EXERCISE A -
For each statement about the diagnostics_channel post below, answer yes or no and quote the words of the post that decide it: (i) diagnostics_channel was landed in Node v15; (ii) diagnostics_channel has more overhead than publishing a string-named event to an EventEmitter; (iii) the mysql example records the start time with Date.now().
EXERCISE B -
Write out the diagnostics_channel post below word for word, from "This feature is" to "be extremely minimal.".

START TEXT EXCERPT

@rafaelgss tech blog


Diagnostics Channel

In node v15 was landed a feature that should help a lot of APM vendors. diagnostics_channel has the objective to have a centralized channel of events between modules.

As blog release says:

diagnostics_channel is a new experimental module that provides an API to create named channels to report arbitrary message data for diagnostics purposes. With diagnostics_channel, Node.js core and module authors can publish contextual data about what they are doing at a given time. This could be the hostname and query string of a mysql query, for example. Just create a named channel with dc.channel(name) and call channel.publish(data) to send the data to any listeners to that channel.

This feature is similar to EventEmmiter, however diagnostics_channel has less overhead than publish a string-named event to an EventEmitter has. More info about in Why use this module instead of EventEmmiter section.

APM Vendors usually monkey patch every key module to capture the information which diagnostics_channel simply publishes as events. Monkey patching generally creates many additional costly closures and can be fragile so it’s much safer to rely on more intentional events.

Monkey patching has two major problems: creating closures around everything makes everything slow, and it’s also very fragile patches that can easily miss something and break the functionality. With diagnostics_channel, it should never break the publishing API and the overhead should be extremely minimal.

Usage

That is a simple api, let’s see some examples:

This one is a subscriber to root.caughtError channel.

const dc = require('diagnostics_channel')
const channel = dc.channel('root.caughtError')

channel.subscribe({ error }) => {
  console.error('One error was propagated through dc', error)
})

But, when it will be called?

Well, in some part of your application (even libraries used) this event should be called:

const dc = require('diagnostics_channel')
const channel = dc.channel('root.caughtError')

async function exampleFunction() {
  try {
    await throwableFunction()
  } catch (e) {
    channel.publish({ error: e })
  }
}

Or, let’s do a more reasonable example, we want to measure time elapsed of each query performed:

// module mysql.js
const dc = require('diagnostics_channel')
const channel = dc.channel('mysql.query')

MySQL.prototype.query = async function query(queryString, values, callback) {
  const start = Date.now() // You can do it with perf_hooks as well
  await this.doQuery(queryString, values, callback);
  const end = Date.now()

  // Broadcast query information whenever a query is done
  channel.publish({
    query: queryString,
    host: this.hostname,
    timeElapsed: end - start,
  })
}

It able us to measure bottlenecks in our code:

const dc = require('diagnostics_channel')
const channel = dc.channel('mysql.query')

channel.subscribe({ timeElapsed, query } => {
  if (timeElapsed > process.env.QUERY_THRESHOLD) {
    console.warn('Query slow: ', query, timeElapsed)
  }
})

Actually, most of the database modules already emit the warning on query slow if you set on the settings. This example is just to show you the main usage of this module.

After key modules support diagnostics_channel we are able to have a better observability/tracing of our application without add a lot of complexity in our nodejs code. Of course, this feature sounds better for APM Vendors.

Why use this module instead of EventEmmiter?

END TEXT EXCERPT
START SUPPLIED ENTRIES

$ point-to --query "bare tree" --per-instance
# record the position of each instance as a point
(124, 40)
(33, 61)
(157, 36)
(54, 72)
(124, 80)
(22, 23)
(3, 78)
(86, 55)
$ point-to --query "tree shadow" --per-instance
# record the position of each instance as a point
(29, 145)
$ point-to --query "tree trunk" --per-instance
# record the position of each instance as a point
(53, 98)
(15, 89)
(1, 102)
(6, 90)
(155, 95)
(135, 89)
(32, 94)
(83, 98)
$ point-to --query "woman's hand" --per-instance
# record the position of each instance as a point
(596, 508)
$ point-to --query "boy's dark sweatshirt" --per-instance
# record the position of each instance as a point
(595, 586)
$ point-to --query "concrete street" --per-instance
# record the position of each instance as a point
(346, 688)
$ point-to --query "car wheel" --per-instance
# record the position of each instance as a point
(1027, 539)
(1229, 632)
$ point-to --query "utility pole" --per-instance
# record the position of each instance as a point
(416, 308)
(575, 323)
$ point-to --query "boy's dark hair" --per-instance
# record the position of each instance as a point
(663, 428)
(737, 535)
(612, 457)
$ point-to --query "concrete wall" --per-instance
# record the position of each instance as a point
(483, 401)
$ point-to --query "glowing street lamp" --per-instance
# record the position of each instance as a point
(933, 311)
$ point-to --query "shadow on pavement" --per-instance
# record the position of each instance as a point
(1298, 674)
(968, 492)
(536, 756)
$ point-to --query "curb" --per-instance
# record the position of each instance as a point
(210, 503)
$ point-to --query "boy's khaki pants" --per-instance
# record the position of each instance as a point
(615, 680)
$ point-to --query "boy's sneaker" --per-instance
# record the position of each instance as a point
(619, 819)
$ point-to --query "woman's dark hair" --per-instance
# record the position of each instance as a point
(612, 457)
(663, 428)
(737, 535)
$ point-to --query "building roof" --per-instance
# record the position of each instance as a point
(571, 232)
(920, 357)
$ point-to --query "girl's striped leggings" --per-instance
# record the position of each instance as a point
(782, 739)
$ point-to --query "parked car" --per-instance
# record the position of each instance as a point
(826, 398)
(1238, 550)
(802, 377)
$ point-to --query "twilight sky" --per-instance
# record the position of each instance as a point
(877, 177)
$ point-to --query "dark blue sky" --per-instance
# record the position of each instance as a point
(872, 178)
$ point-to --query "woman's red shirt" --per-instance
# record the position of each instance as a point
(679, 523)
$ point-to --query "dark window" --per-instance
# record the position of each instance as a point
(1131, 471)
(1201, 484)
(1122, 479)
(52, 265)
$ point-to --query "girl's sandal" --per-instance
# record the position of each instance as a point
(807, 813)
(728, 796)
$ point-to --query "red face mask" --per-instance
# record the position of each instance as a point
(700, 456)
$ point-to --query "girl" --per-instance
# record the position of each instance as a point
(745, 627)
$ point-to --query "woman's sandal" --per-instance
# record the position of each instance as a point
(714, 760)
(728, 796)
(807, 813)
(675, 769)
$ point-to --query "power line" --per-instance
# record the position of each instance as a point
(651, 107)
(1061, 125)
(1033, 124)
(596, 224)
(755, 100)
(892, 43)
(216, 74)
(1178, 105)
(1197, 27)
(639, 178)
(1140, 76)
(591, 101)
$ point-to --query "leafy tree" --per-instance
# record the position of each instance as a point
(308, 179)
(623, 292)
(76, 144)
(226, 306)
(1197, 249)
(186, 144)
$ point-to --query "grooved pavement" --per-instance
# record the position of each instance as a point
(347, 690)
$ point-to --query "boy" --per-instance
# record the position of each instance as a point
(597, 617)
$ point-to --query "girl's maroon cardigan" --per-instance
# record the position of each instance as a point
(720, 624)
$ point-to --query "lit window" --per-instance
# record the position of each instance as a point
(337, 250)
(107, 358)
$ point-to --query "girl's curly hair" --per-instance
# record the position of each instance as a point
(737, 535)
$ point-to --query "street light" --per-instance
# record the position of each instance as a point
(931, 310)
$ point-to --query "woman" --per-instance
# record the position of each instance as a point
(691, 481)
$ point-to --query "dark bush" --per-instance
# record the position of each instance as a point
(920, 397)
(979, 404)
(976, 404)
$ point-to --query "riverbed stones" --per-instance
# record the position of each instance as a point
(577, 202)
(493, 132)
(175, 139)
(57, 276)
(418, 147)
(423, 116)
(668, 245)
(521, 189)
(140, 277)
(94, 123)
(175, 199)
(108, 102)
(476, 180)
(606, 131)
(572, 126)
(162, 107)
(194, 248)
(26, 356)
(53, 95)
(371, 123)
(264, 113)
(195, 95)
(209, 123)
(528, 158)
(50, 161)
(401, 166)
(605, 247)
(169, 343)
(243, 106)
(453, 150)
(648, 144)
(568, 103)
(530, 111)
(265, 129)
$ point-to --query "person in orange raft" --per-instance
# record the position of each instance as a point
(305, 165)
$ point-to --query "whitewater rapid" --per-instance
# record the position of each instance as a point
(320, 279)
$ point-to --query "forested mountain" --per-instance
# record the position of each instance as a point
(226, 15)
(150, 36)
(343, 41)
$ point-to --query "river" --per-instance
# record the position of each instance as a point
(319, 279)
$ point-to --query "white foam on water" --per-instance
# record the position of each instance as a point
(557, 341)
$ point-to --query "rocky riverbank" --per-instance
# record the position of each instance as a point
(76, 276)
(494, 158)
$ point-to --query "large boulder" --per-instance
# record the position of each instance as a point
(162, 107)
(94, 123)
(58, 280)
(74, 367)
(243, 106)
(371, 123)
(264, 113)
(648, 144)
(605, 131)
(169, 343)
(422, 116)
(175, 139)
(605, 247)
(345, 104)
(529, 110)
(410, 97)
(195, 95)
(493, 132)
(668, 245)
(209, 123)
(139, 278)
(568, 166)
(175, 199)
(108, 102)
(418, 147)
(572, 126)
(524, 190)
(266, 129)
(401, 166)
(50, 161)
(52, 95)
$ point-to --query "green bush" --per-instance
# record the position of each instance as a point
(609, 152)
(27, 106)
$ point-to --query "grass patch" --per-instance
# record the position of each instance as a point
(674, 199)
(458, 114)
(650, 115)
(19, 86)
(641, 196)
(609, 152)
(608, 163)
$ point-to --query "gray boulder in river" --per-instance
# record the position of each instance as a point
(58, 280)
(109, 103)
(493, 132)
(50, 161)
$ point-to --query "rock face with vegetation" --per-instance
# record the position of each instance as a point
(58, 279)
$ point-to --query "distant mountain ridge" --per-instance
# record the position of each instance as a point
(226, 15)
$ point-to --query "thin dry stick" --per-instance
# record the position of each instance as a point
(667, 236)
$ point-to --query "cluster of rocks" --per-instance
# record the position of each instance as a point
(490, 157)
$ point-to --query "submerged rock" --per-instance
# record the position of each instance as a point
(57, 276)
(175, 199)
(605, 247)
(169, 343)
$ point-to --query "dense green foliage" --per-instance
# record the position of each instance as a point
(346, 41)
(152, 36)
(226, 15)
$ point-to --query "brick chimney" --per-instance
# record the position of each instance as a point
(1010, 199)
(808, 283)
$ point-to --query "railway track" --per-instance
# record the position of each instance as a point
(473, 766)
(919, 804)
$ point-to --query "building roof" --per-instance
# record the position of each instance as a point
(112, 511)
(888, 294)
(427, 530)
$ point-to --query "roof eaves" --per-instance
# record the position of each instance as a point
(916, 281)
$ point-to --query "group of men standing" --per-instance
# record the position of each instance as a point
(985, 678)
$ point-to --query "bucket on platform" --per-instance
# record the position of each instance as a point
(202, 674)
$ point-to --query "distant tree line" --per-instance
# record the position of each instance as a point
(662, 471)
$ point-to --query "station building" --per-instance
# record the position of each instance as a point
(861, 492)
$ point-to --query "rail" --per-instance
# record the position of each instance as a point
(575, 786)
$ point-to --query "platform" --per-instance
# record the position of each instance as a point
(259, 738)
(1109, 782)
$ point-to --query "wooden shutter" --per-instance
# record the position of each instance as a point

END SUPPLIED ENTRIES

OUTPUT A -
(i) Yes: "In node v15 was landed a feature that should help a lot of APM vendors."
(ii) No: "diagnostics_channel has less overhead than publish a string-named event to an EventEmitter has"
(iii) Yes: "const start = Date.now()"

OUTPUT B -
This feature is similar to EventEmmiter, however diagnostics_channel has less overhead than publish a string-named event to an EventEmitter has. More info about in Why use this module instead of EventEmmiter section.

APM Vendors usually monkey patch every key module to capture the information which diagnostics_channel simply publishes as events. Monkey patching generally creates many additional costly closures and can be fragile so it’s much safer to rely on more intentional events.

Monkey patching has two major problems: creating closures around everything makes everything slow, and it’s also very fragile patches that can easily miss something and break the functionality. With diagnostics_channel, it should never break the publishing API and the overhead should be extremely minimal.